Shaping Smarter Regulations

Comments to U.S. Department of Labor on Decreasing Regulatory Bu

The Independent Bakers Association (IBA) is pleased to respond to the Department of Labor’s invitation for public comment on how the Department can improve its regulations by modernizing, modifying, redesigning, streamlining, expanding, or repealing them. IBA is a national trade association of over 250 wholesale bakeries and related organizations. Our members include government contractors which are subject to regulations of the Department’s Office of Federal Contract Compliance Programs (OFCCP) requiring equal employment opportunity and affirmative action for minorities, females, protected veterans and individuals with disabilities.

Our comments will focus primarily on two questions on which the Department requested input:

• Which of the Department’s regulations, guidance, or interpretations should be considered for review, expansion or modification?

• What reporting requirements and information collections can be streamlined or reduced in frequency while achieving the same level of protections for workers, job-seekers, and retirees?

Affirmative Action and Nondiscrimination Obligations of Contractors and Subcontractors Regarding Protected Veterans and Individuals with Disabilities – 41 CFR Part 60-300 and 41 CFR Part 60-741

IBA believes that OFCCP’s affirmative action regulations regarding protected veterans and individuals with disabilities (IWDs) should be significantly modified and the requirements contained therein streamlined. These regulations impose significant new burdens and obligations on government contractors, including requirements that contractors design, implement, and maintain detailed documentation of various procedures and activities.

* GIVEN DATA:
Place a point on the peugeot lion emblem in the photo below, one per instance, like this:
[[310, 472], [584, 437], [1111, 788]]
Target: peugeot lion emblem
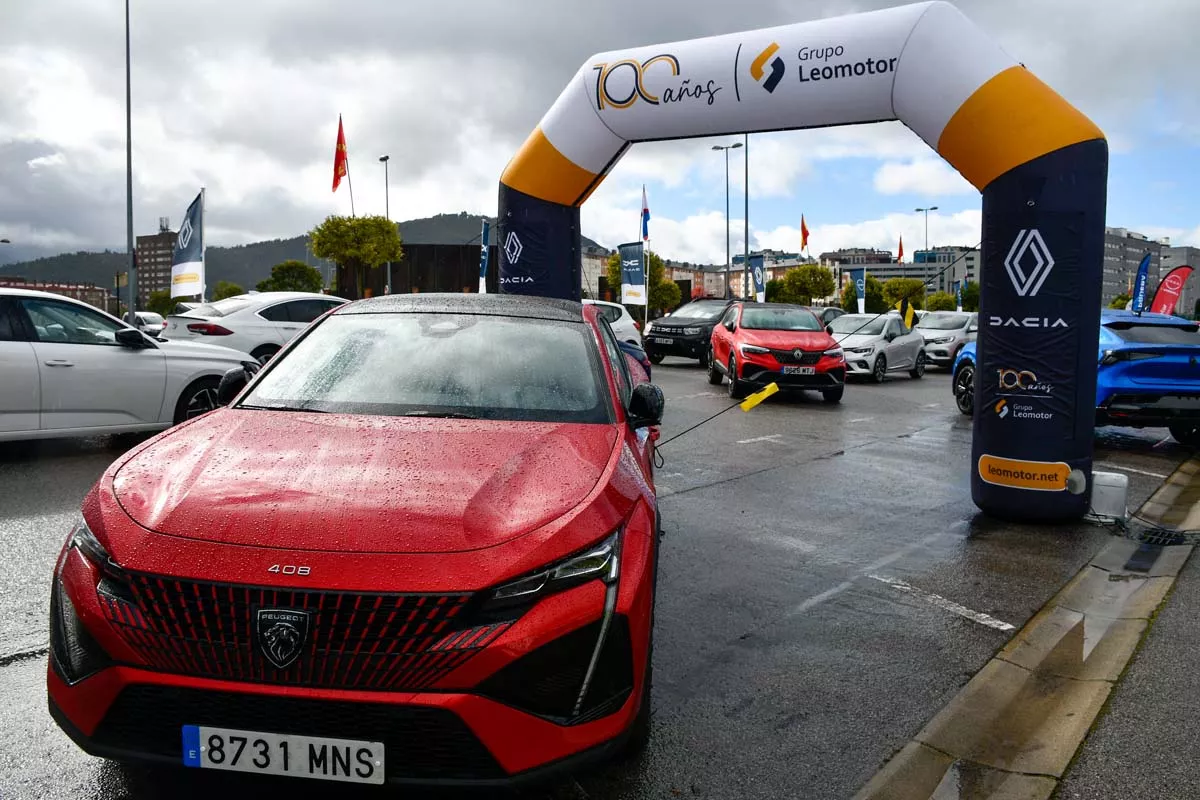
[[282, 633]]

* WORK REQUIRED: Pick up the comment letter on Labor Department regulations after its final sentence and keep writing. The material above has no connection to the comment letter on Labor Department regulations.

* FINAL RESULT:
Contractors will have to hire additional full time equivalents (FTEs) and purchase or develop systems necessary to comply with these requirements. The burdens and costs of these procedural and recordkeeping requirements greatly exceed any conceivable benefit to the groups the law is designed to protect. The following are a few examples of new requirements which IBA believes the Department should modify and/or streamline.

Unduly Burdensome Procedures for Analyses of Personnel Processes

Title 41 of the Code of Federal Regulations, Sections 60-300.44(b) and 60-741.44(b), require government contractors to periodically review their personnel processes to ensure that they provide for “careful, thorough, and systematic consideration” of protected veterans and IWDs for job opportunities, promotions and training opportunities. The regulations also state that contractors must periodically review these processes and make any necessary modifications. These requirements, as generally stated, are reasonable and appropriate. But the regulations go on to require that contractors’ affirmative action programs (AAPs) include a “description of the review and any necessary modifications to personnel processes or development of new processes.” The regulations then obligate contractors to “design procedures that facilitate a review of the implementation of [these] requirement[s] by the contractor and the Government.”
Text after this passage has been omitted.